(Written task):
Output only the lines from the one holding "Record the location of each instance of the grass" to the end of the data below, please, copied exactly.
BEGIN Items
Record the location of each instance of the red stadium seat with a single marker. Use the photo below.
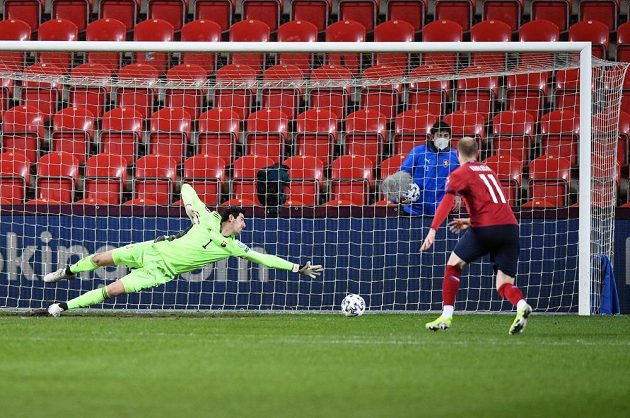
(514, 133)
(249, 31)
(429, 95)
(549, 179)
(106, 30)
(206, 174)
(623, 42)
(384, 98)
(412, 128)
(57, 30)
(506, 11)
(57, 177)
(201, 31)
(527, 91)
(345, 31)
(218, 11)
(559, 133)
(360, 11)
(442, 31)
(14, 30)
(73, 131)
(126, 11)
(23, 131)
(458, 11)
(170, 132)
(556, 11)
(76, 11)
(218, 133)
(351, 179)
(90, 201)
(245, 170)
(138, 97)
(538, 31)
(591, 31)
(90, 96)
(313, 11)
(14, 177)
(42, 95)
(192, 95)
(464, 123)
(281, 95)
(267, 134)
(297, 31)
(240, 202)
(509, 173)
(156, 30)
(411, 11)
(316, 134)
(105, 178)
(155, 178)
(140, 202)
(391, 165)
(490, 31)
(28, 11)
(333, 98)
(121, 132)
(394, 31)
(307, 178)
(235, 89)
(366, 132)
(476, 93)
(172, 11)
(267, 11)
(604, 11)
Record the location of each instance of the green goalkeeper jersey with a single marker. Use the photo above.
(202, 243)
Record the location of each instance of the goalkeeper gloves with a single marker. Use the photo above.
(310, 270)
(192, 213)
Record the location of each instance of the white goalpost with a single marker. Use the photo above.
(98, 137)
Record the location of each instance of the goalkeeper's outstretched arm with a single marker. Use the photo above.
(276, 262)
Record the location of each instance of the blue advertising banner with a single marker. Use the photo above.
(376, 257)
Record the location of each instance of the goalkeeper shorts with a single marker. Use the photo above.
(149, 269)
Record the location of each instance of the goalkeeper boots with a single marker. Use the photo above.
(521, 319)
(55, 310)
(61, 274)
(438, 324)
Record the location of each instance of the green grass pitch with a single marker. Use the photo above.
(312, 365)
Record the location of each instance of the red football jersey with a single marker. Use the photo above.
(485, 199)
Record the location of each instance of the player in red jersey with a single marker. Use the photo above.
(492, 228)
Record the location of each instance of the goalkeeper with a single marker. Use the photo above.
(210, 238)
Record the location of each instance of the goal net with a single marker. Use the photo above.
(97, 139)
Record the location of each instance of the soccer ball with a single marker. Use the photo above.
(352, 305)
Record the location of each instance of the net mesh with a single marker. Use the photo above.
(95, 147)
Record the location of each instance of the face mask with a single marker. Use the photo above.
(441, 143)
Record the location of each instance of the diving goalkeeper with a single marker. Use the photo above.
(211, 237)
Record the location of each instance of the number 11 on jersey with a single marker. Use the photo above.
(493, 188)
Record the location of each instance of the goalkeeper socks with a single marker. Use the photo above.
(450, 285)
(84, 264)
(90, 298)
(510, 292)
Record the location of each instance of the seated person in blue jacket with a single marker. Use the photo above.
(429, 166)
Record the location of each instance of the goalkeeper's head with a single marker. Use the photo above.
(232, 220)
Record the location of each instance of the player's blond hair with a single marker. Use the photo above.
(467, 147)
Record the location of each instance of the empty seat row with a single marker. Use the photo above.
(316, 12)
(352, 178)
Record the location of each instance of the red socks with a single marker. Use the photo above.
(511, 293)
(450, 285)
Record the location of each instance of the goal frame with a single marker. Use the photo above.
(585, 63)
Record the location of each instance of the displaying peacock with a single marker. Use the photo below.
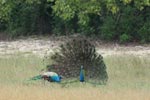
(76, 53)
(82, 74)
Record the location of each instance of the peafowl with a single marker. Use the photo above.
(82, 74)
(49, 76)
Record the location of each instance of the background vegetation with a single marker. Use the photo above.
(121, 20)
(128, 79)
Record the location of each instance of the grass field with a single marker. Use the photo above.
(129, 79)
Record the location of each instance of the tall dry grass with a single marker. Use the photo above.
(129, 79)
(88, 93)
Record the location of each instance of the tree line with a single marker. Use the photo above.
(121, 20)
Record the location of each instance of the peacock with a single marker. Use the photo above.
(82, 74)
(49, 76)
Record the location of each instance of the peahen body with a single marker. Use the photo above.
(49, 76)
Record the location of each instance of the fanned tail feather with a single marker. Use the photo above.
(36, 77)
END Items
(Correct answer):
Record the location of each instance of the grass field with a single marker. Use the photo above.
(129, 79)
Record the location of each instance of the tall dry grass with a single marker. Use the photo above.
(129, 79)
(88, 93)
Record the location of each instance of the tree line with a single marker. Use the photo above.
(121, 20)
Record the location of each instance of the peacock with a single marker. Use the photo above.
(82, 74)
(49, 76)
Record the location of each instance of the peahen body with a single marker. Use the photo above.
(49, 76)
Record the location of each instance of the fanned tail feather with a single marker. Use the photo above.
(36, 77)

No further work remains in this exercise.